*REQUIREMENT*.
Gather every line in the rows below that contains the string "plate" and copy each one in full. The match is case-sensitive.

*MATERIAL PROVIDED*.
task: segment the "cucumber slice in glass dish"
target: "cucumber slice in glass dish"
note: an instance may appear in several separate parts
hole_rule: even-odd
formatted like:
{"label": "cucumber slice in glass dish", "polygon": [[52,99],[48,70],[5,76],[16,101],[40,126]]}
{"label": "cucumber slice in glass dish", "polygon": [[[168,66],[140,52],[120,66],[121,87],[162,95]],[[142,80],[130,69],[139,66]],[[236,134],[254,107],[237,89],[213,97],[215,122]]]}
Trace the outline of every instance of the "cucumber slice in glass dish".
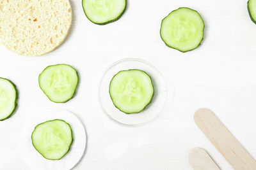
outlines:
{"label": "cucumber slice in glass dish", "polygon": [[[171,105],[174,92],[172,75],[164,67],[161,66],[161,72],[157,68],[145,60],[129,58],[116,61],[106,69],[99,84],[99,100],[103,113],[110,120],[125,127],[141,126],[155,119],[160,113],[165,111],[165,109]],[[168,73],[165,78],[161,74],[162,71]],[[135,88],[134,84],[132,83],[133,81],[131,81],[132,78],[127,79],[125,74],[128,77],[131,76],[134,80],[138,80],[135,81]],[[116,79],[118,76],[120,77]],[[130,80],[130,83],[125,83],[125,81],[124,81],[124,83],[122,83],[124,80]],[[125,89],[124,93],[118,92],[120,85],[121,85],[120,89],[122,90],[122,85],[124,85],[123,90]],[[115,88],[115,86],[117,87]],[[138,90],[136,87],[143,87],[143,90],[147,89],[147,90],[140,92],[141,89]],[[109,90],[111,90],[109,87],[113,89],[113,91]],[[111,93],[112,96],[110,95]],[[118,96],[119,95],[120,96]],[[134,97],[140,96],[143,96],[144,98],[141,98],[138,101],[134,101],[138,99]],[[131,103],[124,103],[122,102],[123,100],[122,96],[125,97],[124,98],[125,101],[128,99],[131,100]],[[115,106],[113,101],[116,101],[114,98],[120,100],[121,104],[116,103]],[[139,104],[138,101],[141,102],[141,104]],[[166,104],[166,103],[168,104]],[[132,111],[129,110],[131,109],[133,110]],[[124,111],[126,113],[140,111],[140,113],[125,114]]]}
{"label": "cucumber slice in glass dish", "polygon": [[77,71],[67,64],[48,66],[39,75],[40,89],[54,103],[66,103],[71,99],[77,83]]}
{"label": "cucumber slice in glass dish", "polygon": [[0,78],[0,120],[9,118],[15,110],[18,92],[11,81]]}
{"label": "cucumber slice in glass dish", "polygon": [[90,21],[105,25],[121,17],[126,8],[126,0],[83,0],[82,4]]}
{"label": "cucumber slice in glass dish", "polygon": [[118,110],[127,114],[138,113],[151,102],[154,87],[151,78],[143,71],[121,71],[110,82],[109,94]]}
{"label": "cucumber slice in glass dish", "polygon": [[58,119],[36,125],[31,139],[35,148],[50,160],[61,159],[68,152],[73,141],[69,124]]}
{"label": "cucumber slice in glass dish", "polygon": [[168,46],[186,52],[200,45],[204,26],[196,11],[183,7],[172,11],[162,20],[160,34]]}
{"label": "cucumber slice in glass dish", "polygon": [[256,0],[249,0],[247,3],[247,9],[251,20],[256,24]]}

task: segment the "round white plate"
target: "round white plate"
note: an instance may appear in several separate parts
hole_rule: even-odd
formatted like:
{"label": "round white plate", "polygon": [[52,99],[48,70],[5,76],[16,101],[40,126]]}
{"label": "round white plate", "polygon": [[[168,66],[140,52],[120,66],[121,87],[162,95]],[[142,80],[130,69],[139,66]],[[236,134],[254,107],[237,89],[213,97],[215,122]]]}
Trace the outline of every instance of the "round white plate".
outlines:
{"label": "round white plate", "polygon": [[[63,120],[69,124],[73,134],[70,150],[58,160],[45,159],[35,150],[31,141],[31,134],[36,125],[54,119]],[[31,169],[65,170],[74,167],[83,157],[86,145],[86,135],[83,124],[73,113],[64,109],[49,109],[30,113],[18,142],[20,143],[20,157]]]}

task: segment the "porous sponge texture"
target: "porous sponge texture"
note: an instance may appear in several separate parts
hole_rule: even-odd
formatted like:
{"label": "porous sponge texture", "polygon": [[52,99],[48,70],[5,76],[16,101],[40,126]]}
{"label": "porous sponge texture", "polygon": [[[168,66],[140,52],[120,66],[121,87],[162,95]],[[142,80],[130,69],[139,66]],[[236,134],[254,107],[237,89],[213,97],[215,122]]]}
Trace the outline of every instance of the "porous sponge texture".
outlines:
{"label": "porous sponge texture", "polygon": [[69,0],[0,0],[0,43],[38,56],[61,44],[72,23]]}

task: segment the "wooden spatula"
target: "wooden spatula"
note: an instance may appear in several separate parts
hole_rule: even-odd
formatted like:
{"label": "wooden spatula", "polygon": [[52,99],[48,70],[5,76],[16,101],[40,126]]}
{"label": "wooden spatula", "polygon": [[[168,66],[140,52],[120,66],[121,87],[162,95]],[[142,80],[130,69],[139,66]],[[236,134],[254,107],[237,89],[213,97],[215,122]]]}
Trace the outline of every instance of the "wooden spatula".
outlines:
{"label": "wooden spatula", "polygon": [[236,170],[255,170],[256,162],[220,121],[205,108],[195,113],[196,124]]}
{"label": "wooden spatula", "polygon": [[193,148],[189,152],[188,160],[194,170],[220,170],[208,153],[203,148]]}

*OUTPUT BELOW*.
task: segment the "round white plate"
target: "round white plate"
{"label": "round white plate", "polygon": [[52,99],[48,70],[5,76],[16,101],[40,126]]}
{"label": "round white plate", "polygon": [[[168,66],[140,52],[120,66],[121,87],[162,95]],[[142,80],[130,69],[139,66]],[[236,134],[254,107],[237,89],[213,97],[215,122]]]}
Trace the outline of every instance of the "round white plate".
{"label": "round white plate", "polygon": [[[63,120],[69,124],[73,134],[70,150],[58,160],[45,159],[35,150],[31,141],[31,134],[36,125],[54,119]],[[31,169],[65,170],[74,167],[83,157],[86,145],[86,135],[83,124],[73,113],[64,109],[49,109],[30,113],[18,142],[20,143],[20,157]]]}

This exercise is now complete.